+++ Набор данных +++

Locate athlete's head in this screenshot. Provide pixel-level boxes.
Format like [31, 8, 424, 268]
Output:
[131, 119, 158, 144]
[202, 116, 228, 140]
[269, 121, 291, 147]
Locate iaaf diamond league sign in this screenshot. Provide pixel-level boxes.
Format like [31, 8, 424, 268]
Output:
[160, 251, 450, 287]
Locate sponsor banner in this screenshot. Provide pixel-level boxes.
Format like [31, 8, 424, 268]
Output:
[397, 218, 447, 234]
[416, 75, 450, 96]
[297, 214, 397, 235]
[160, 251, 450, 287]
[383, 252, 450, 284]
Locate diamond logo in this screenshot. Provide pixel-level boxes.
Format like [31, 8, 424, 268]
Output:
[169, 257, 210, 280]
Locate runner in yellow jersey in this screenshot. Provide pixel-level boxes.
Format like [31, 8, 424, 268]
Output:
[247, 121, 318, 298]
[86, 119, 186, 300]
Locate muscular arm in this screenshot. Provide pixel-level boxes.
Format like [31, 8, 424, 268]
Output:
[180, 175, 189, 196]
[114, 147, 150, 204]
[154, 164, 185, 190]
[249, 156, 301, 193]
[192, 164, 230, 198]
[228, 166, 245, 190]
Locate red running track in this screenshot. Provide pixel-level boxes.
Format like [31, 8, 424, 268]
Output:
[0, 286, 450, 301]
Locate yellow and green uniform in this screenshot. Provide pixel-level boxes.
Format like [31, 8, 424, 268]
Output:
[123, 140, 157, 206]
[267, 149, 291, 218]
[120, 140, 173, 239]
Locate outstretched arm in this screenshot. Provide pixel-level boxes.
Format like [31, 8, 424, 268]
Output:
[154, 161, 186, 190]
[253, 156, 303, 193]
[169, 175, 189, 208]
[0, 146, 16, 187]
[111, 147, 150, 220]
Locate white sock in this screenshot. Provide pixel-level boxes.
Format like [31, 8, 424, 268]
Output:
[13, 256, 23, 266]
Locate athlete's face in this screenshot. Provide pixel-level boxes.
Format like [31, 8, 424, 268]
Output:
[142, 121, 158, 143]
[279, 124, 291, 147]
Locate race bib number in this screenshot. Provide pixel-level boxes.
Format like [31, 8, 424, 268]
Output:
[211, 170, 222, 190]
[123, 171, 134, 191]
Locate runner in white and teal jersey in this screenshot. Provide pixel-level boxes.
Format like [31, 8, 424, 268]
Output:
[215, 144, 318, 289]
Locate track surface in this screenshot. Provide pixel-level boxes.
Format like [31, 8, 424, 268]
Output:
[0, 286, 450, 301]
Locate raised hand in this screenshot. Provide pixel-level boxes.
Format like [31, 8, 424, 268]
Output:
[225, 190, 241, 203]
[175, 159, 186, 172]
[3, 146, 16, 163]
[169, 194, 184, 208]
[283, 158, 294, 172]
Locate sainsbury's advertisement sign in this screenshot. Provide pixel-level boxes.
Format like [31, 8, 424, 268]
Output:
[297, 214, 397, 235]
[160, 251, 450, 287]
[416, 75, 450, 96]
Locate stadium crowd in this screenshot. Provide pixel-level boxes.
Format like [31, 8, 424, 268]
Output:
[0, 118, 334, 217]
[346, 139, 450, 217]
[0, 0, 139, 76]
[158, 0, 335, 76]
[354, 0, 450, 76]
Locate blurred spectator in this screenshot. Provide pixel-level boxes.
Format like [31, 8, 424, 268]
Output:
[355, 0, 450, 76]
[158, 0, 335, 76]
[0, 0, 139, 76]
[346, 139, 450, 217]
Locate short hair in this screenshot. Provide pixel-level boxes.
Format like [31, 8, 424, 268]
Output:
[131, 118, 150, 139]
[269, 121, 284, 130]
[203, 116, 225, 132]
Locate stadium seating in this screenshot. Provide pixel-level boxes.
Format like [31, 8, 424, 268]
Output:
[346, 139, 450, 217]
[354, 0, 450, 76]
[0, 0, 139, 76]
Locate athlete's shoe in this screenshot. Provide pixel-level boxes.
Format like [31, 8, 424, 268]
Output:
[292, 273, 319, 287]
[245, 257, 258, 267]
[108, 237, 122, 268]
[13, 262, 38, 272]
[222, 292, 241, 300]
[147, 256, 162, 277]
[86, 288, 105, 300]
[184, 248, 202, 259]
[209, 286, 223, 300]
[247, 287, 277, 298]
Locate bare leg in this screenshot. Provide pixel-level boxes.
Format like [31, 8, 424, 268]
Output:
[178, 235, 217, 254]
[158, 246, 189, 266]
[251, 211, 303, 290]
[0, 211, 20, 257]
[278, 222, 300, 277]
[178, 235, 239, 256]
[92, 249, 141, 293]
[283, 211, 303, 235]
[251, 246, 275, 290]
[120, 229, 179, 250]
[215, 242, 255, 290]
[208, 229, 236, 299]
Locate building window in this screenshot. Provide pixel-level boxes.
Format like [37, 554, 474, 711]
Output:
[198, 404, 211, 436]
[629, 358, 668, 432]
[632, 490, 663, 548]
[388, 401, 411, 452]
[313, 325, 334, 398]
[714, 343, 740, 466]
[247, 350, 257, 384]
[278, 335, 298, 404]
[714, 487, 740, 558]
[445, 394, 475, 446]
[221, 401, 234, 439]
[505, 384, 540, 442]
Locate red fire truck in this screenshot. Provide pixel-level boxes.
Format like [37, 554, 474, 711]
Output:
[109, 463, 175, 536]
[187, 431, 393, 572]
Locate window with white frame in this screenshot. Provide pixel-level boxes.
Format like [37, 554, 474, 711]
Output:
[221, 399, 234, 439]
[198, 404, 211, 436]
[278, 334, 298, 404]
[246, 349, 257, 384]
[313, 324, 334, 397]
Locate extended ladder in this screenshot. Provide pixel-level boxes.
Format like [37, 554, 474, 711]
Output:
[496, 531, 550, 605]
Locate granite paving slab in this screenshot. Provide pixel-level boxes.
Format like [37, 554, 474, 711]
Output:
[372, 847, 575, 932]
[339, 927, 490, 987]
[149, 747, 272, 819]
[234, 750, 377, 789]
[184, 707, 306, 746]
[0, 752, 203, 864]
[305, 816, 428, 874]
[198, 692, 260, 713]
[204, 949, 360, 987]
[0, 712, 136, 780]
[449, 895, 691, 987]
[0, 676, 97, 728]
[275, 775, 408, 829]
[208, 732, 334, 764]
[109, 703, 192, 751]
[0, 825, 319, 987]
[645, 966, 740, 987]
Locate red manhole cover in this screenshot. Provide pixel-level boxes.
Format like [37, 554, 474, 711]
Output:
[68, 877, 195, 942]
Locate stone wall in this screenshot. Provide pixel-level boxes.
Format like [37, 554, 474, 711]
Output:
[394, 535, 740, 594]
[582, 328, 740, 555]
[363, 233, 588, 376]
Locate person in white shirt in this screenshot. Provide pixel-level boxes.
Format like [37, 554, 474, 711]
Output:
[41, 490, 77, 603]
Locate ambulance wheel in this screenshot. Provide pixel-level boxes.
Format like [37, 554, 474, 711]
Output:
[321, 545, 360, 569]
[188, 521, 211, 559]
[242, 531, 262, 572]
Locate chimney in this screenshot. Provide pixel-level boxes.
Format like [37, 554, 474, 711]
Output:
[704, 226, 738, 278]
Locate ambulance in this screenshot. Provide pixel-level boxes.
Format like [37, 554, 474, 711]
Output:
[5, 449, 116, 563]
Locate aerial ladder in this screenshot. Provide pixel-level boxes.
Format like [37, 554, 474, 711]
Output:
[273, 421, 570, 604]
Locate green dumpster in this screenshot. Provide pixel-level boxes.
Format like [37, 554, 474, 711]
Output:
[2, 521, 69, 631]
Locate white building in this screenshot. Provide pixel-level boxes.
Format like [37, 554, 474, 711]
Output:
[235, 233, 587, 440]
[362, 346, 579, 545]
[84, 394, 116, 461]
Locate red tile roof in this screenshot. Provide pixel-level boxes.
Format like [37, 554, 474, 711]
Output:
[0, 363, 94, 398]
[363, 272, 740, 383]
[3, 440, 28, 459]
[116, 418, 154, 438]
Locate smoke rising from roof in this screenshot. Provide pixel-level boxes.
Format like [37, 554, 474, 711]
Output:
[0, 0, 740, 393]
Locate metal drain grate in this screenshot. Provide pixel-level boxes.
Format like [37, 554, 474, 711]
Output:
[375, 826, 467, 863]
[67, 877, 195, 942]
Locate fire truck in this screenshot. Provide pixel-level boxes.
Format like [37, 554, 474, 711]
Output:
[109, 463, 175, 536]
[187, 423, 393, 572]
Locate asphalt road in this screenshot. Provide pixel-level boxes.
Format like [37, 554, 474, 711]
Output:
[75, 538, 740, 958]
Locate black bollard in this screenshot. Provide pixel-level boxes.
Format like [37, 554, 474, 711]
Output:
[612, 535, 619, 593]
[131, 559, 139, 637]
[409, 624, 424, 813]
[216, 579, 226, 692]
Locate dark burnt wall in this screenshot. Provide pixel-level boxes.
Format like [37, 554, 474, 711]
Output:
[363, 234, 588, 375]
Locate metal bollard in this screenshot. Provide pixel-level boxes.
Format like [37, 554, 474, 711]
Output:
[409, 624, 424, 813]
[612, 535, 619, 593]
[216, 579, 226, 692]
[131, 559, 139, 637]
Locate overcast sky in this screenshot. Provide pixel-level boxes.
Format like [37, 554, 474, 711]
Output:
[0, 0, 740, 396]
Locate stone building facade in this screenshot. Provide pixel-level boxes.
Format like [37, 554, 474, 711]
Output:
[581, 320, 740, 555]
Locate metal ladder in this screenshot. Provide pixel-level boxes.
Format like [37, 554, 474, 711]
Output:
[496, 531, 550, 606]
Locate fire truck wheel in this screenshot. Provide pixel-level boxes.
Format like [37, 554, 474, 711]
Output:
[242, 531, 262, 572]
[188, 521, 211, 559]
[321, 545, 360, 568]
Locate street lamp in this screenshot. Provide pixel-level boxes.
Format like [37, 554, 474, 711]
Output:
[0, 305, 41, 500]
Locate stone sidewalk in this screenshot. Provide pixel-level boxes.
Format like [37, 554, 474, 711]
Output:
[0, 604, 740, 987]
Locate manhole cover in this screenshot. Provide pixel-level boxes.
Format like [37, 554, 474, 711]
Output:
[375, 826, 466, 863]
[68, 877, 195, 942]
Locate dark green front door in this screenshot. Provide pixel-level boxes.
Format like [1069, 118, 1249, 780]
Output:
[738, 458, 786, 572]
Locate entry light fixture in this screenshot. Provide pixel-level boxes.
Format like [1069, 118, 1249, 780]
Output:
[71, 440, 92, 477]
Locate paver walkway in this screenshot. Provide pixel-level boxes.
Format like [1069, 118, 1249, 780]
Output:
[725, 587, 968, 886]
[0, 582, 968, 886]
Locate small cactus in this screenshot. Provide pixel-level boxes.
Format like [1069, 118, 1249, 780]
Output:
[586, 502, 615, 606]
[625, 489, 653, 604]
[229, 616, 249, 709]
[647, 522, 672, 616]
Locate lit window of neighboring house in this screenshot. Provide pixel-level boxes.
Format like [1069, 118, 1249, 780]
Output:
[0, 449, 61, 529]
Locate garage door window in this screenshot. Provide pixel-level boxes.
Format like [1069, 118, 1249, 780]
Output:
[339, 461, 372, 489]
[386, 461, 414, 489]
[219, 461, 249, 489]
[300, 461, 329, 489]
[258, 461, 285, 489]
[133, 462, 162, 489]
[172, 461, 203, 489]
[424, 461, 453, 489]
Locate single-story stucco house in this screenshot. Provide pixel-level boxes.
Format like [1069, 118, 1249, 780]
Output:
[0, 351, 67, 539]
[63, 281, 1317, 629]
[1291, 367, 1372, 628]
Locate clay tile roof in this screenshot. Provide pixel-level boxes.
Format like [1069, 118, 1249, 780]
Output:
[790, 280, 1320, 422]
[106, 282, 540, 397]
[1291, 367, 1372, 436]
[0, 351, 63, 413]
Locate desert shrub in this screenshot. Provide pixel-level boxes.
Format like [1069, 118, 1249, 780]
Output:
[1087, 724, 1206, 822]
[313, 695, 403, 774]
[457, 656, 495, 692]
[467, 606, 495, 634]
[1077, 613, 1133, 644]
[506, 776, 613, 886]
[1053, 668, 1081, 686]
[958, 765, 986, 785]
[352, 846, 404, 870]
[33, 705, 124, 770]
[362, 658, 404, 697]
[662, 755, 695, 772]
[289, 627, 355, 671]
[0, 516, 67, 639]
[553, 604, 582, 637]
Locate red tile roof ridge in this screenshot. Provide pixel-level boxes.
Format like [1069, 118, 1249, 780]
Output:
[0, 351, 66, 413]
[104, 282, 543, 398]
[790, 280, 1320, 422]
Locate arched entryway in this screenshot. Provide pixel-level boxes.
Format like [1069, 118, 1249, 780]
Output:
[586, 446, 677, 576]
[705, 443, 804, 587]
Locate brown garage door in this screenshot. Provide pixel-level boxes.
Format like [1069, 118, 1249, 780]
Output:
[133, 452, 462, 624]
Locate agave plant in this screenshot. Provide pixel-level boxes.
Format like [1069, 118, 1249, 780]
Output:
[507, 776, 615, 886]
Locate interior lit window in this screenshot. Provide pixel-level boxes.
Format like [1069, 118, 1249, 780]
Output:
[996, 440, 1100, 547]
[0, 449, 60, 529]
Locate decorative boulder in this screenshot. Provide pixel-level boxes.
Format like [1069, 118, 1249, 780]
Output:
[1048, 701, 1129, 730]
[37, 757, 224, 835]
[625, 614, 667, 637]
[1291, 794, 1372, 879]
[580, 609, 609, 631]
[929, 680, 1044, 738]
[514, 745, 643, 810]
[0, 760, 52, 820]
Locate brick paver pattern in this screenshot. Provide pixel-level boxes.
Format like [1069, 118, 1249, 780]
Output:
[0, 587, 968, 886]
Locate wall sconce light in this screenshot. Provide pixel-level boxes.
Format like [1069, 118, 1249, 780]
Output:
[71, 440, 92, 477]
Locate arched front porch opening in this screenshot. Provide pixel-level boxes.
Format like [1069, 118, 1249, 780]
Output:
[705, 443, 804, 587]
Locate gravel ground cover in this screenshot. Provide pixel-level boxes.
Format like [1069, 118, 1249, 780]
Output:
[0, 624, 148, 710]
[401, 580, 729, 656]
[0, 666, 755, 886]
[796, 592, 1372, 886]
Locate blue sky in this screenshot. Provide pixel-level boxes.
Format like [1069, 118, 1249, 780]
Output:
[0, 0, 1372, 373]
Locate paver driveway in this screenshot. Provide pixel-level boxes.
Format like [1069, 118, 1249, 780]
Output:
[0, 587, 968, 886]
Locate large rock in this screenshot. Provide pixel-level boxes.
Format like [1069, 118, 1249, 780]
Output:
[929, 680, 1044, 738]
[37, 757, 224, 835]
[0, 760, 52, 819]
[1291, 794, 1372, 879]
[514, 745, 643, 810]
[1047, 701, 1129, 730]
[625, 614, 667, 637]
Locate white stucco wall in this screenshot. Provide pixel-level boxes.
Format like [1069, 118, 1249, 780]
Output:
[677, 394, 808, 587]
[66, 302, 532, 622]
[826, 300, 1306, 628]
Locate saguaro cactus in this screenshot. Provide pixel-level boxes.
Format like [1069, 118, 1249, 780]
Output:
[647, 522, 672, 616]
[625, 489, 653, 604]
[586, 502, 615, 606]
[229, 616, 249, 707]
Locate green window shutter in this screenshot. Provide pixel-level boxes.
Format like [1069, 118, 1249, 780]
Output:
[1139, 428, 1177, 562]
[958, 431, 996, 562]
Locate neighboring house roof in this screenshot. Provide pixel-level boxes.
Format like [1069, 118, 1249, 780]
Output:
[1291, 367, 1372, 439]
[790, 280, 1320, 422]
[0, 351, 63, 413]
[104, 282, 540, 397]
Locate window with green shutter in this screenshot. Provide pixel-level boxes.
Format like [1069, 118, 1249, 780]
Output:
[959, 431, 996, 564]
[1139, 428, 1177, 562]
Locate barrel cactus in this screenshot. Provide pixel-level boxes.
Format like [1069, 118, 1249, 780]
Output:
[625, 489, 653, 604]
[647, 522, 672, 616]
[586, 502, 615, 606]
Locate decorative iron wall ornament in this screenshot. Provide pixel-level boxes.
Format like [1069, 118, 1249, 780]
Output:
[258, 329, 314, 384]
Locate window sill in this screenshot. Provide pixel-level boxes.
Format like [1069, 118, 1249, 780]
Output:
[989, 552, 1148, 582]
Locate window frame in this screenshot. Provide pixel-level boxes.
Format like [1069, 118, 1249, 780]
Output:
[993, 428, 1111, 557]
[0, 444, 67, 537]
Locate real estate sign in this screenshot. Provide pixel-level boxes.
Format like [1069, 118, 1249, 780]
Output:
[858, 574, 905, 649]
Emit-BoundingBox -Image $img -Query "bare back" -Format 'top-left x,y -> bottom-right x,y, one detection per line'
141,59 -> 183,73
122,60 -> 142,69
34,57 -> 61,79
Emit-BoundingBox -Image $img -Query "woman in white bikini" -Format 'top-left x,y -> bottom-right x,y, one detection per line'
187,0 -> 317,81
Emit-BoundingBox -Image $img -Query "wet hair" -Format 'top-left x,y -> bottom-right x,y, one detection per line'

+++

## Что требуется
Верните без изменений строки данных, начиная с самой первой и заканчивая строкой, где встречается "[269, 121, 291, 147]", включив обе границы.

## Ответ ниже
Locate athlete's head in this screenshot. Provide pixel-level boxes.
Format like [31, 8, 424, 268]
Output:
[131, 119, 158, 144]
[202, 116, 228, 140]
[269, 121, 291, 147]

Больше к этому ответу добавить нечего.